── Texto proporcionado ──

Inmigrantes africanos descansan tras llegar a la playa Mareta en Tenerife, Islas Canarias, el jueves 12 de marzo del 2009 en España. (AP foto/Carlos Moreno)
Inmigrantes africanos descansan tras llegar a la playa Mareta en Tenerife, Islas Canarias, el jueves 12 de marzo del 2009 en España. (AP foto/Carlos Moreno)

Una de las cuestiones más polémicas que, supuestamente, iba a determinar los resultados de las elecciones al Parlamento Europeo era la inmigración. Dejemos de lado el espinoso y dramático caso de los refugiados de guerra sirios, y consideremos exclusivamente el movimiento de personas tanto hacia los países de la Unión Europea como dentro de la Unión Europea, entre los países miembros.

───

→ **Tareas**
1. En el texto sobre la inmigración, ¿qué cuestión polémica iba supuestamente a determinar los resultados de las elecciones al Parlamento Europeo?
2. Prosigue el texto sobre la inmigración a partir de su última oración.

── Líneas de datos ──

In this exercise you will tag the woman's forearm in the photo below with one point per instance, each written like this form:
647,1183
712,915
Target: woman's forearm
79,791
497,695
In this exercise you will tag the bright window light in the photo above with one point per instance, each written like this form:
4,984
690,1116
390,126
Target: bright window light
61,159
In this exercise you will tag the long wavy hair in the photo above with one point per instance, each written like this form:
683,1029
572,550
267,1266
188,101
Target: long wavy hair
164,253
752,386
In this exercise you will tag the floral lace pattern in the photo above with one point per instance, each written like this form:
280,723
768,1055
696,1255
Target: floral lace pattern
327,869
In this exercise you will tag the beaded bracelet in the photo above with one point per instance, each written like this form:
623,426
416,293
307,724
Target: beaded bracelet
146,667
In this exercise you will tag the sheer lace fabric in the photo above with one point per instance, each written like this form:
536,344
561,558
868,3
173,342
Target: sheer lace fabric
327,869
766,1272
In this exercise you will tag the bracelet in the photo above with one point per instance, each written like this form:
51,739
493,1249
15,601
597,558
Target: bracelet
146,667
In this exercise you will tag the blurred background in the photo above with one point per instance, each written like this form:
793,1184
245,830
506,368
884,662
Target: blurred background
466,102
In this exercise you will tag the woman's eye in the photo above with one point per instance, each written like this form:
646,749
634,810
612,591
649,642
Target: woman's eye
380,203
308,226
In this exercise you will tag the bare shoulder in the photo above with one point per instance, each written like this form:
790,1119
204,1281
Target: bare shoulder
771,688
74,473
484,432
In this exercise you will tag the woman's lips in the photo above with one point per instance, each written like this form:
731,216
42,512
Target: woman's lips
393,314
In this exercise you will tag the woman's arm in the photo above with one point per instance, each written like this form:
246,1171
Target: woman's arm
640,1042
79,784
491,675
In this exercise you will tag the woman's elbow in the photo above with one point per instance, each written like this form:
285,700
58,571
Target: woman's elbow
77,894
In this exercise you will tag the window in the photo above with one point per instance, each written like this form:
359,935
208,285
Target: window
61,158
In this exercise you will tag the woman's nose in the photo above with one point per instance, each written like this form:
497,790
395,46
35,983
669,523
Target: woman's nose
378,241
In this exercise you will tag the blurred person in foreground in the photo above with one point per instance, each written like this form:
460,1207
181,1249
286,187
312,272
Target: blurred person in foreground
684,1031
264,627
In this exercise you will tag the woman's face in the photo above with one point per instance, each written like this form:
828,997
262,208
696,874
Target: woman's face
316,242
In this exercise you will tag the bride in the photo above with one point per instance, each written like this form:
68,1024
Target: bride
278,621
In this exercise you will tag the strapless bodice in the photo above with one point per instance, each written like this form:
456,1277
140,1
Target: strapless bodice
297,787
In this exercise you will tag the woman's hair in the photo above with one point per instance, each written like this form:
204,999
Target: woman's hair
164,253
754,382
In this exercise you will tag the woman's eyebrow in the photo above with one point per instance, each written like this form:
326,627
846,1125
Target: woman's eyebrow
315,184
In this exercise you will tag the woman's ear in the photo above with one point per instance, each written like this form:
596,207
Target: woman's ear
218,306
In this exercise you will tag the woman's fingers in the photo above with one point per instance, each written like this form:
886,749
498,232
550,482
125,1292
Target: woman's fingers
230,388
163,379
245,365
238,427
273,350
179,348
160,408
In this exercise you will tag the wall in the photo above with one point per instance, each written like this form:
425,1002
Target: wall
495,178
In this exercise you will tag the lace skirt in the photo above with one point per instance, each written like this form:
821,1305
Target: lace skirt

───

→ **Resultados**
1. La inmigración.

2.
La predicción compartida por muchos analistas era que un aumento de representantes de partidos de la derecha más radical significaría una política migratoria más restrictiva. Por otro lado, el éxito de los partidos de izquierda más radical tendría consecuencias opuestas. A estas consideraciones un tanto simplistas habría que añadir un análisis particular de los votos británicos.

La sorpresa es que no ha pasado nada, las medias tintas se han impuesto, y no se cumplieron los resultados más escorados. Todo en calma. ¿Qué significa desde el punto de vista de la libre entrada y salida de personas? Probablemente que habrá que esperar. Y eso no aclara mucho el panorama.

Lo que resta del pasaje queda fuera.